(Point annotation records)
==========

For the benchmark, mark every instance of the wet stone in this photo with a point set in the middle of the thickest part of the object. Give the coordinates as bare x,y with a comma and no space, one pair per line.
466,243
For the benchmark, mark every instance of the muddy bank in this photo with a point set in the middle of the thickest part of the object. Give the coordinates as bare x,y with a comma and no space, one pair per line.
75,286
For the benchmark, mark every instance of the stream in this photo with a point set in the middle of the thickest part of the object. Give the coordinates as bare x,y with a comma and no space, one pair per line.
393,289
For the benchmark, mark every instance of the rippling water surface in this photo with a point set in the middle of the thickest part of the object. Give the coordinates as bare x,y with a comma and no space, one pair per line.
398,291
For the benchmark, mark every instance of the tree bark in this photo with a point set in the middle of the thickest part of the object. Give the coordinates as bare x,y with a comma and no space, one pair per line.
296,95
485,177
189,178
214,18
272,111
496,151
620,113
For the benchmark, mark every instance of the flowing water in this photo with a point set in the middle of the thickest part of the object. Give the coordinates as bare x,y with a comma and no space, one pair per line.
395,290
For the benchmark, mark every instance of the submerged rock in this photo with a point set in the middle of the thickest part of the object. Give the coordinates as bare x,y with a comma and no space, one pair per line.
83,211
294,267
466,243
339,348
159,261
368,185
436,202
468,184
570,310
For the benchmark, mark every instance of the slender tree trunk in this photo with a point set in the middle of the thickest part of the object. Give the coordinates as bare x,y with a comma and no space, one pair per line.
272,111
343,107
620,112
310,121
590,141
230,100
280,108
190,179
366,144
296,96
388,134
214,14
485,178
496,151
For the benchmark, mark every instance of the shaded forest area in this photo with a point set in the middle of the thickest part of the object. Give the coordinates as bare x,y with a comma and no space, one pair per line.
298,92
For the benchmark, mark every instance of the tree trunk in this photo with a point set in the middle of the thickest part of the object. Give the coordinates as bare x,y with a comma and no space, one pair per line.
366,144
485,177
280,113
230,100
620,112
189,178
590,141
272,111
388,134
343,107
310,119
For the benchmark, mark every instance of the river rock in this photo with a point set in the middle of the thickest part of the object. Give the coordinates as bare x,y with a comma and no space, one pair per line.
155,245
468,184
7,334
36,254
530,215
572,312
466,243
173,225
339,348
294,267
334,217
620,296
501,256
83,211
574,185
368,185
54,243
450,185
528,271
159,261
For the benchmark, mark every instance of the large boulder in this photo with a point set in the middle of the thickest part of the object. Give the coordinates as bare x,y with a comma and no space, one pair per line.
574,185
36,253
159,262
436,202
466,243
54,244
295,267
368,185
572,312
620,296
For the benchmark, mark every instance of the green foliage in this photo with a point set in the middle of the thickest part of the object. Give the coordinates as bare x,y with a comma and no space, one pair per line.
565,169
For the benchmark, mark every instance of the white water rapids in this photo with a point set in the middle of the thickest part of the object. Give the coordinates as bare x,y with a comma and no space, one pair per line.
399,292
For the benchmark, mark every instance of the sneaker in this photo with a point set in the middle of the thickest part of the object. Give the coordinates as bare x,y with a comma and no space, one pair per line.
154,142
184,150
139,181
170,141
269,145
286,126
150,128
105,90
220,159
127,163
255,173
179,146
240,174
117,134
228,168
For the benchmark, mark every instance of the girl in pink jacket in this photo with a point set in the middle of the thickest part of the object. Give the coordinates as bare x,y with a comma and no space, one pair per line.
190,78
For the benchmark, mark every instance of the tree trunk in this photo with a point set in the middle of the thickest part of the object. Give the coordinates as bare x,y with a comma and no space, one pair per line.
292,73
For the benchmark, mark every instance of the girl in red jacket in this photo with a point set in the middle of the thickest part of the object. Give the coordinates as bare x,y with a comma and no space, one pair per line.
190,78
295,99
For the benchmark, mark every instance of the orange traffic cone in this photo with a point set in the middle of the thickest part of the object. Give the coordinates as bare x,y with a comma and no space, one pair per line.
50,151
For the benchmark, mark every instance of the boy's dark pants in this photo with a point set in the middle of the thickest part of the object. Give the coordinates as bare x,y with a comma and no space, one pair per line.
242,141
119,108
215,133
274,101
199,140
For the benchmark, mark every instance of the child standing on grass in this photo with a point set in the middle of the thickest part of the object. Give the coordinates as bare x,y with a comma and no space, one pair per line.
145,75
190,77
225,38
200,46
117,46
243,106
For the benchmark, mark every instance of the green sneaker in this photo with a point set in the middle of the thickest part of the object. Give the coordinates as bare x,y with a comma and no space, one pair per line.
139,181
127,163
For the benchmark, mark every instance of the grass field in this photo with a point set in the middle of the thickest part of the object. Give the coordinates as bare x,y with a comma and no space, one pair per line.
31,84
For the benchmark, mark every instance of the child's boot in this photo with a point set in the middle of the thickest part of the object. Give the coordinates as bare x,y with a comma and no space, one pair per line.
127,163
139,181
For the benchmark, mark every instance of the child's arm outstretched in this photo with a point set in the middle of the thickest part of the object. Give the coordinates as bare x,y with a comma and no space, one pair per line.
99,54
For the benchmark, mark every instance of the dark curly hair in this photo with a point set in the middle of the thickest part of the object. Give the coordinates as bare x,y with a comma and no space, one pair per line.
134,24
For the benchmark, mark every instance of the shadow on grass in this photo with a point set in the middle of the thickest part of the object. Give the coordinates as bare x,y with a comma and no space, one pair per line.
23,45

==========

Aim:
Please update the records by changing "thickest part" to "widest part" and give them in full, with everything else left the same.

Result:
For the benchmark, mark every instance of the wet stone in this photo with a point set in the middle of the widest part of the object. Give the coordinates as bare x,y with a comma and no space, one pair per line.
466,243
For the benchmark, mark every instance of the muddy bank in this photo with a point set in the middle of the widest part of the object. Give the coordinates as bare x,y with a comma and no space, one pair per line.
75,286
For the benchmark, mark every instance of the stream in this photo with a point set in the middle of the widest part of the object. Give the coordinates as bare x,y with a comma and no space, one pair per line.
393,289
For the benchmark, mark every instance of the rippling water surface in this photo with a point set in the middle of the widest part of the object. Give the coordinates as bare x,y with a comma and no space, one pair per line.
398,291
For the benchmark, mark every instance of the tree bark in this photo with a point set in the middle of the widest part of the object. Give the coordinates as bare x,y with a comma and no space, one pair per line.
296,95
485,177
189,178
214,18
272,111
496,151
620,113
For the benchmark, mark every instance of the flowing water in this photo with a point set in the middle of the widest part of the object. Give the coordinates as bare x,y with a comma and no space, one pair per line.
395,290
For the benchmark, mark every instance of the submerged rock in this photo with a point set in the middle of the widest part of the object. Give the coordinates as bare x,y with a comma and no space, one pair per line.
83,211
294,267
466,243
339,348
159,261
368,185
436,202
468,184
570,310
For the benchmark, mark every instance of the slender tree trunk in this photo with a point set in the middle of the widest part of the object. Give the coordinates as bare x,y with a comma and no space, one pair per line.
272,111
343,107
620,112
310,121
590,141
230,100
280,108
190,179
366,144
296,96
388,134
214,14
485,178
496,151
For the benchmark, mark every instance of the shaded forest area in this photo with a point set in the middle of the widest part of the object. Give the coordinates as bare x,y with a comma and no space, one pair per line.
298,92
For the benchmark, mark every instance of the tree trunk in this photo with a point set in the middle of the widest part of the object. Give the coordinates as bare x,y with a comma and no space, one pair per line.
366,144
485,177
280,113
230,100
620,112
189,178
590,141
272,111
388,134
343,107
310,119
For the benchmark, mark every instance of the river rock in this photo with a point set in the middle of the widest part of the object. Give the coordinates as bare x,y with a comma and no space, one pair per line.
155,245
468,184
7,334
36,254
530,215
572,312
466,243
173,225
339,348
294,267
334,217
620,296
501,256
83,211
574,185
368,185
54,243
450,185
528,271
159,261
For the benchmark, mark every instance of the large boulder in this photo with a point set in the middle of the widest part of the object. Give the coordinates as bare x,y with a comma and no space, one pair per line.
574,185
36,253
159,262
436,202
466,243
54,244
295,267
368,185
572,312
620,296
For the benchmark, mark every instance of the green foliage in this photo with a point set in the middle of the widest part of the object. Give the coordinates as bare x,y with a comma and no space, one pair per line.
565,169
For the benchmark, mark every instance of the white water rapids in this photo with a point set in the middle of the widest part of the object. Give the coordinates as bare x,y with a comma and no space, one pair per line.
399,292
For the benchmark, mark every instance of the sneaker in this photo with a point set in the middle of the widest part of the object. Give the coordinates as bare x,y with a comma and no space, one pair per line.
154,142
184,150
139,181
170,141
269,145
286,126
150,128
105,90
220,159
127,163
255,173
179,146
240,174
117,134
228,168
For the benchmark, mark every instance of the girl in pink jacket in this photo with a point set in the middle of the widest part of the object. Give the coordinates as bare x,y with a comma and no space, one pair per line.
190,78
For the benchmark, mark every instance of the tree trunk in this photo with a point set in the middle of the widest part of the object. Give the coordinates as bare x,y with a comma and no space, one pair per line.
292,73
For the benchmark, mark every instance of the girl in red jacket in this photo with a point set in the middle of the widest part of the object. Give the coordinates as bare x,y with a comma and no space, one pair per line.
190,78
295,99
For the benchmark, mark every instance of the orange traffic cone in this photo with a point set in the middle of the widest part of the object. Give the coordinates as bare x,y with a comma and no space, one pair per line.
50,151
For the benchmark, mark every instance of the boy's dark pants in this photo with a point set in the middle of the widest part of the object. Give the coordinates as bare x,y with a comma and no space, one pair per line.
242,141
119,108
215,133
274,101
199,140
For the benchmark, mark every instance of the child standing on grass in this photo with a point set in the middle of the widest part of the object. Give the coordinates as bare x,y with a comma and no space, one pair per line.
145,75
190,77
225,38
200,46
117,46
243,106
For the benchmark, mark every instance of the green sneaker in this photo with a point set in the middle of the widest part of the object. Give the coordinates as bare x,y with a comma and no space, one pair per line.
139,181
127,163
For the benchmark, mark every instance of the grass field in this photo with a point set in the middle of the widest part of the object. Give the coordinates as bare x,y with a comma and no space, one pair per line.
31,84
For the benchmark, mark every instance of the child's boot in this photo with a point set in the middle of the widest part of the object. Give the coordinates as bare x,y with a comma and no space, one pair per line.
127,163
139,181
For the benchmark, mark every instance of the child's arm outstretched in this photo with a point set in the middle of the widest part of the object. Give the coordinates as bare x,y with a comma and no space, one pair per line.
99,54
For the benchmark, mark every instance of the dark curly hair in this photo with a point set in the middle of the widest part of the object. Give the coordinates as bare x,y with a comma and no space, one pair per line.
134,24
For the benchmark, mark every instance of the shadow on grass in this photo with a point set in the middle of the widest part of the object. Give the coordinates as bare x,y with a comma and no space, one pair per line.
23,45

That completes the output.